### ENTRIES SUPPLIED
━━━

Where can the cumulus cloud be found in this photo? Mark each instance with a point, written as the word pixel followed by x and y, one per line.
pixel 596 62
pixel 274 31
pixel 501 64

━━━

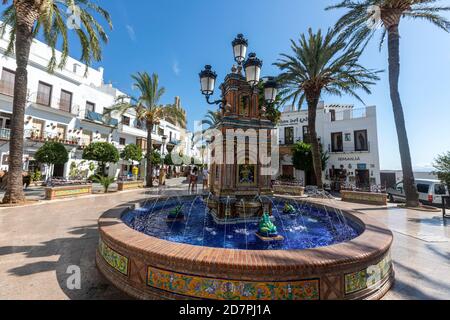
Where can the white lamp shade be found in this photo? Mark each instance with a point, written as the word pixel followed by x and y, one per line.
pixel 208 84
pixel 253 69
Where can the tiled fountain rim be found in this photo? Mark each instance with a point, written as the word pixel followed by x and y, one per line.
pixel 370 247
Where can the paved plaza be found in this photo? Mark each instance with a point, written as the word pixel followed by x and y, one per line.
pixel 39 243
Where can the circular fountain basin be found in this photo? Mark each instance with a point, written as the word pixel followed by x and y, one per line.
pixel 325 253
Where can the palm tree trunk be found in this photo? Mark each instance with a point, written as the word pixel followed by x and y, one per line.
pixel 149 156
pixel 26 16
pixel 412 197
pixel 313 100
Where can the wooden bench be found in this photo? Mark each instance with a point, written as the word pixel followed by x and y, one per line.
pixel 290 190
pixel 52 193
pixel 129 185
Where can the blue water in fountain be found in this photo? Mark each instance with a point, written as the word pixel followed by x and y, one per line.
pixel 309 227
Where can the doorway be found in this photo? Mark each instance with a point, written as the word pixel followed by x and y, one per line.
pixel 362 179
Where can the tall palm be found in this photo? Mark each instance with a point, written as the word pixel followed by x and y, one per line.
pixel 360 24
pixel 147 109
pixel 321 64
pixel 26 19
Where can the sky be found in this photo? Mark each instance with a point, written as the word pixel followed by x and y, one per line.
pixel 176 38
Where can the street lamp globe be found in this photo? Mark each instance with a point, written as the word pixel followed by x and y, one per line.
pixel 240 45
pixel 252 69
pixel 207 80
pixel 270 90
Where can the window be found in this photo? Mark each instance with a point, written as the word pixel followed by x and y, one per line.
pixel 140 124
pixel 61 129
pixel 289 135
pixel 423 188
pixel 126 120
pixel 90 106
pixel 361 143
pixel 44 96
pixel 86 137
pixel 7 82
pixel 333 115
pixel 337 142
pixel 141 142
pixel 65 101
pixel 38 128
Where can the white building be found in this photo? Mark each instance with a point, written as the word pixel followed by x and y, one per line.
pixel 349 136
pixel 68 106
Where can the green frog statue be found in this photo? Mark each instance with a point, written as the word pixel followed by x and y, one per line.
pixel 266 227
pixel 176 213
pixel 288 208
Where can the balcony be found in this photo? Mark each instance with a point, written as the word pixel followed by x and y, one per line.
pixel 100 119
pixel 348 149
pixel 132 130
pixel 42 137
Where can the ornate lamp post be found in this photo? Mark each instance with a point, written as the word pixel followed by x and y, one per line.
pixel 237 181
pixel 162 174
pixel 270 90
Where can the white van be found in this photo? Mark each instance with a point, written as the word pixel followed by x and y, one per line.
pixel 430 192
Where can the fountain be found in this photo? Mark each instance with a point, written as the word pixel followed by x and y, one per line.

━━━

### WHAT IS EXPECTED
Copy the listing above from the line with "Where can the blue" to the line with "pixel 26 19", both included, without changing anything.

### OUTPUT FOR THIS EXERCISE
Where can the blue water in fountain be found in this photo? Mark each instance with a point, written as the word pixel followed by x and y, one per line.
pixel 309 227
Where can the doorway be found in this photo? Mark each instance with a point, written as the word pixel followed by x and y, one per line.
pixel 362 179
Where can the tall palm be found in this photo? Mark each instance with a point, written as the word pixel followed by x and y, one per line.
pixel 360 24
pixel 147 109
pixel 321 64
pixel 26 19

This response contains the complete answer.